▸ To do
Please lay out the stretch of the items from the line containing "Place a point on each instance of the flat" through the end of the items as a Markdown table with the columns Row and Line, numbering each line and skipping blank lines. Leave the pictures out of the table.

--- begin ---

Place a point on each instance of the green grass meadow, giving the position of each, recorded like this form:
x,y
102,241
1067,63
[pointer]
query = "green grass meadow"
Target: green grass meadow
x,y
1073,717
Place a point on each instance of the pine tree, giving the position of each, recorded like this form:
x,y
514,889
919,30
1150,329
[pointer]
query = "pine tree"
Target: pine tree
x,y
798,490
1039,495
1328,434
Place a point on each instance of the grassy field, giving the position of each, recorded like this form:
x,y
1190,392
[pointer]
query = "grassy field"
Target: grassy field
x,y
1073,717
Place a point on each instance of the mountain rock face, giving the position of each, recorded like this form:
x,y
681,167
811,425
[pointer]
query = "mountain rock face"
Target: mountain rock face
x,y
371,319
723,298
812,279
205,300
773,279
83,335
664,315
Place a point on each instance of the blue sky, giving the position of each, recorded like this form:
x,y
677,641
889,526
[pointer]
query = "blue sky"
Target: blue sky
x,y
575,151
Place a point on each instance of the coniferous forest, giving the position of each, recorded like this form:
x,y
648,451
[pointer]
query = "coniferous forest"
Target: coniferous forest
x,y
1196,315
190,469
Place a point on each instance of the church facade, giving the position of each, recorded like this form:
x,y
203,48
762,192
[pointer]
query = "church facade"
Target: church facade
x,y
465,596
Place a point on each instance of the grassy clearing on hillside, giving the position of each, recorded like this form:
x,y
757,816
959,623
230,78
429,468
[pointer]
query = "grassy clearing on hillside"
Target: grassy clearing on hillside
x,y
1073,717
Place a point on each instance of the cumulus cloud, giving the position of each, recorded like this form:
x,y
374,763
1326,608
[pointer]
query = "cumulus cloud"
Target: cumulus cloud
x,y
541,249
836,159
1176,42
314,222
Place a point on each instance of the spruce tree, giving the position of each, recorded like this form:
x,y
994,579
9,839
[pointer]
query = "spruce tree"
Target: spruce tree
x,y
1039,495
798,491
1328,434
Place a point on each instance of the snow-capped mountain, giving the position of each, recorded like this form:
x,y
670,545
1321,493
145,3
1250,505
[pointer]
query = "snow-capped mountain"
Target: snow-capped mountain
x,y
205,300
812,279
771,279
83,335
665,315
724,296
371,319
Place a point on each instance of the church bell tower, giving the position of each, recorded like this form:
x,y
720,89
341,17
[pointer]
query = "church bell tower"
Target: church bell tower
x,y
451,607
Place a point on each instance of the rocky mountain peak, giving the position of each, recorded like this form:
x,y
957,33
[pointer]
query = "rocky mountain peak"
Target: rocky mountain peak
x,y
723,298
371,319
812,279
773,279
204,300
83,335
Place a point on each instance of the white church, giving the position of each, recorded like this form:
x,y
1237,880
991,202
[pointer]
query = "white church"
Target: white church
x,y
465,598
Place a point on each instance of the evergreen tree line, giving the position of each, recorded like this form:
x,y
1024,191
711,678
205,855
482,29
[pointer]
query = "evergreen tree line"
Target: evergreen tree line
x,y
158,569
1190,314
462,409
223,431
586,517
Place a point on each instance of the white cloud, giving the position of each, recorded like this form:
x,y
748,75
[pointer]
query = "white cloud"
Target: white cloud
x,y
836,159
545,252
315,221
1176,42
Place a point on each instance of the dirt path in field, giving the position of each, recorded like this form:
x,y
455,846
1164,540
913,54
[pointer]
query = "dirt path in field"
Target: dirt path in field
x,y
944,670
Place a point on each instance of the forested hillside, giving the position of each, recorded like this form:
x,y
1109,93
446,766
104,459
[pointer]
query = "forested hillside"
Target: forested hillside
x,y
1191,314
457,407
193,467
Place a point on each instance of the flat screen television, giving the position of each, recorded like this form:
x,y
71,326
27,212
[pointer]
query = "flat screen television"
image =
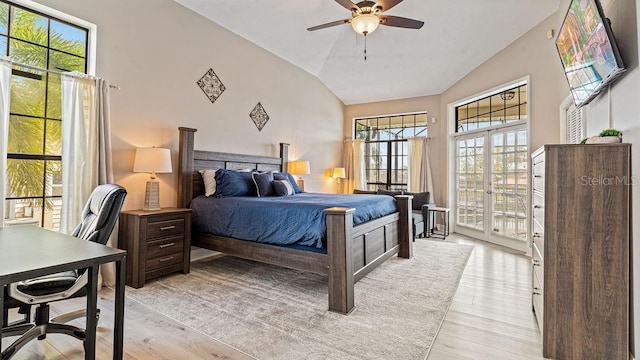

--- end ---

▸ Solution
| Row | Line |
|---|---|
| 1 | Place a point on each instance of the flat screen television, giving the position of each, recorded like this form: |
| 2 | x,y |
| 3 | 71,326 |
| 4 | 27,212 |
| 5 | [pointer] |
| 6 | query = "flat screen television" |
| 7 | image = |